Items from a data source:
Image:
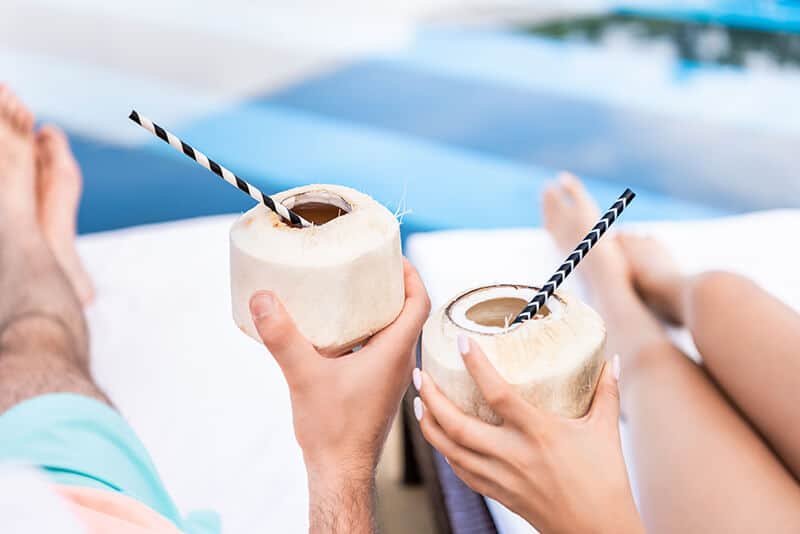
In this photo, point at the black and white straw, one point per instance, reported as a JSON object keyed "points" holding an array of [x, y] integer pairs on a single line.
{"points": [[219, 170], [608, 218]]}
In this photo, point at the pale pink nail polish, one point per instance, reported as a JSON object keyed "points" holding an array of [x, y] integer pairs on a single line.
{"points": [[418, 409], [463, 344]]}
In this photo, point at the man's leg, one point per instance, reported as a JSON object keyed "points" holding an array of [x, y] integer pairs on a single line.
{"points": [[750, 341], [43, 338], [699, 466]]}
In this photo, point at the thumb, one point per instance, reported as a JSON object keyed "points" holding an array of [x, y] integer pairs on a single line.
{"points": [[605, 405], [295, 355]]}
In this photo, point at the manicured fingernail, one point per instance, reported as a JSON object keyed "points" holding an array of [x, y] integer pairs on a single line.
{"points": [[418, 410], [262, 305], [463, 344]]}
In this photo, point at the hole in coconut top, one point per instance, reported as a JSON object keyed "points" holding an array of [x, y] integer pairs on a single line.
{"points": [[499, 312], [490, 309], [318, 207]]}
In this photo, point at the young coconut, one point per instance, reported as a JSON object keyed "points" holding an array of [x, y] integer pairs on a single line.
{"points": [[553, 360], [340, 280]]}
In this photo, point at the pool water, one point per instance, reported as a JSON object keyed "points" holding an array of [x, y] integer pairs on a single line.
{"points": [[463, 128]]}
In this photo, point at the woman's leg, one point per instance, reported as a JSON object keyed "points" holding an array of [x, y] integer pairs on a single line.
{"points": [[750, 341], [699, 466]]}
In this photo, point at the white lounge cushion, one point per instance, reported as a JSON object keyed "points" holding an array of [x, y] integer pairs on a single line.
{"points": [[760, 245], [209, 403]]}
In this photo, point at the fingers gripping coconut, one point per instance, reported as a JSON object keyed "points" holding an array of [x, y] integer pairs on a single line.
{"points": [[343, 407], [553, 361], [559, 474]]}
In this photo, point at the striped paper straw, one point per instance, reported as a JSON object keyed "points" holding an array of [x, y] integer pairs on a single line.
{"points": [[288, 215], [608, 218]]}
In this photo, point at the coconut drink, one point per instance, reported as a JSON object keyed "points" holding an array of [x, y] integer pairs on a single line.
{"points": [[553, 360], [341, 279]]}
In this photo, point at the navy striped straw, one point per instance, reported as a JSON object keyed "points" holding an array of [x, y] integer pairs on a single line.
{"points": [[608, 218], [287, 215]]}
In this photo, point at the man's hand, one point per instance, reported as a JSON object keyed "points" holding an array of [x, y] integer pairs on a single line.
{"points": [[561, 475], [343, 407]]}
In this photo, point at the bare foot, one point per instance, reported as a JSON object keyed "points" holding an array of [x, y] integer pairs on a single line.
{"points": [[16, 162], [569, 213], [59, 184], [656, 276]]}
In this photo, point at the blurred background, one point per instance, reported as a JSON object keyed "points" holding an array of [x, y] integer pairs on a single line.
{"points": [[454, 112]]}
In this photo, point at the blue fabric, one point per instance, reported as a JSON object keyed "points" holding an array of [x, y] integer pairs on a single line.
{"points": [[79, 441]]}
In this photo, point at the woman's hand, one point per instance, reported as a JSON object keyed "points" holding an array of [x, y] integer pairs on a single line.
{"points": [[561, 475]]}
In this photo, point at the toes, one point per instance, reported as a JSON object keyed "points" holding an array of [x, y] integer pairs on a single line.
{"points": [[53, 139], [573, 188], [14, 111], [4, 96]]}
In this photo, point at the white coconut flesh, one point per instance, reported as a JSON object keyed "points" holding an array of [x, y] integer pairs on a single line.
{"points": [[553, 360], [341, 280]]}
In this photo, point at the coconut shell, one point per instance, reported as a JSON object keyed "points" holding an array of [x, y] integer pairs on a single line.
{"points": [[341, 281], [554, 362]]}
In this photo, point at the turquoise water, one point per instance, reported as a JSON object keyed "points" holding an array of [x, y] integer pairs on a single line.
{"points": [[463, 128]]}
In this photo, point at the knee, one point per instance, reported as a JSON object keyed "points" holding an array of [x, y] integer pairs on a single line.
{"points": [[717, 290], [38, 332]]}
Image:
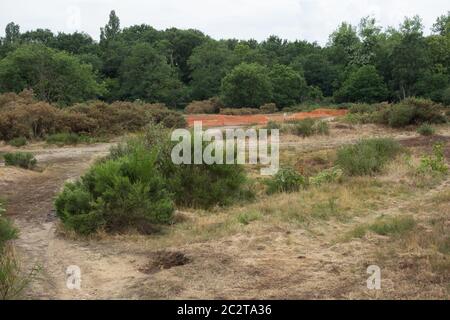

• **AIM OF THE EXERCISE**
Leave the pictures behind and repeat each entry exactly.

• **RESPONSE AREA**
Image:
In this photo, point at the black and white straw, one point per instance, reported as a JSON object keyed "points" holding an array of [x, y] integer pairs on a single line.
{"points": [[219, 170], [608, 218]]}
In this photo, point at the pale pink nail polish, one point per instance, reported as a JSON object keyed "points" holding an array of [x, y] integer pairs on a single line.
{"points": [[418, 409], [463, 344]]}
In this photo, point at the man's leg, one point per instance, reported as a JSON object keyed "points" holding an array of [x, y] integer pairs on a single line.
{"points": [[750, 341], [43, 338], [699, 466]]}
In this photo, point at the thumb, one point per instance, reported as a JSON object keyed "points" holding an array of [x, y] integer pairs on a single line.
{"points": [[605, 405], [295, 355]]}
In this photo, point at the manicured fingernail, one point per instance, reported as a JSON object keyed "points" holding an array of [x, y] integer pairs on a single line.
{"points": [[418, 410], [262, 305], [463, 344]]}
In this photo, point at the hole in coconut top, one point per instance, reported as a JSON object keyed "points" holding an array of [x, y] integer pairs on a single line.
{"points": [[499, 312], [490, 309], [318, 207]]}
In this photo, point at the young coconut, one point per instance, reported as a JSON object keyed "points" holding an array of [x, y] integer pairs on a single line.
{"points": [[553, 360], [340, 280]]}
In this photo, point at the pool water, one point per instance, reported as a JSON object keyed "points" holding an array of [x, y] integer pairs on a single line.
{"points": [[463, 128]]}
In this photo, point at the woman's leg, one point per instance, reported as a JSON object keyed "points" holding an array of [x, y] integer pairs on a single line.
{"points": [[750, 341], [699, 466]]}
In this photo, point at the white lounge cushion, one point per instance, reported as a JSON object keyed "points" holding an array of [x, y] integer pairs on a single line.
{"points": [[760, 245], [209, 403]]}
In this photo, point at the fingers gripping coconut, one point per instance, reported as a JSON object keyed "points" holding an array of [x, y] integer pairs on a single line.
{"points": [[343, 407], [553, 361], [559, 474]]}
In this photo, point at the striped paper straw, one point per instance, reported as a JSON object keyed "points" holding an array of [x, y] integer pairs on a single line.
{"points": [[288, 215], [608, 218]]}
In this photo, point at the coconut drink, one point per instance, reported as a JSON object keyed "points" holding an array of [x, y] integer pairs on a single line.
{"points": [[553, 360], [341, 279]]}
In this photo, point at the navy striped straw, one point per instance, reported as a JSON object keyed "points" holding an array of [x, y] integer pairs on a single line.
{"points": [[608, 218], [287, 215]]}
In this photo, point at the man's hand, one point per instance, reported as a JSON object keyed "points" holding an array of [x, y] integer pairs on a single line.
{"points": [[561, 475], [343, 407]]}
In this photo, point at the bare foot, one point per instance, reported as a JSON object keyed "points" holding an array of [x, y] integer pairs on a single line.
{"points": [[16, 162], [569, 213], [59, 184], [656, 276]]}
In this photo, point at the blurred background, one point per instance, reported as a JSON object keyed "points" holding an array of [x, y] integer pairs on a single line.
{"points": [[454, 112]]}
In this photo, point at the blue fabric, one point per instance, reported as a JSON object keyed "points" holding an array of [x, y] integer pairs on a single line.
{"points": [[79, 441]]}
In this photo, point at the woman's hand, one point per instance, reported as a JSON object keyed "points" holding an array of [x, y] integer pairs on a single line.
{"points": [[561, 475]]}
In this photo, point at the toes, one point per instance, reported as a JSON object keyed "points" holding an array of [x, y] integer pairs on a single line.
{"points": [[53, 139], [573, 188], [14, 111], [4, 96]]}
In this photo, point at the white coconut flesh, one point per instance, reported as a JSON object keyed "points" holding an array of [x, y] integer pairs on a single line.
{"points": [[553, 360], [341, 280]]}
In this photo, point at the coconut shell, one point per instance, reported as a JSON object keyed "points" holding an array of [x, y] integer pairs on a single line.
{"points": [[341, 281], [554, 362]]}
In this photo, point at the turquoise water, one point per instance, reported as a JSON object keyed "points" holding an array of [x, y] integer pairs on a single line.
{"points": [[463, 128]]}
In this photo, point at the knee, one point per instance, reported as a JSON object keyed "points" holding an array of [x, y] integer pairs on a single line.
{"points": [[717, 290], [38, 332]]}
Image:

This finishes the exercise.